- [EXTRACTED ENTRIES]:
——
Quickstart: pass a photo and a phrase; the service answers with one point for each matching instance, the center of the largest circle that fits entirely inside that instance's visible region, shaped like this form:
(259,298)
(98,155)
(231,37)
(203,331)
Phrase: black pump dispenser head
——
- [AIM OF THE TASK]: Give the items above as a Markdown table with two columns, Row and Item line. Number every non-blank line in order and leave out any blank lines.

- [COMPLETE OUTPUT]:
| Row | Item line |
|---|---|
| 1 | Quickstart: pass a photo and a phrase; the service answers with one point for each matching instance, the center of the largest circle that fits entirely inside that instance's visible region, shaped like this form: |
| 2 | (259,298) |
| 3 | (98,155) |
| 4 | (231,37) |
| 5 | (203,331) |
| 6 | Phrase: black pump dispenser head |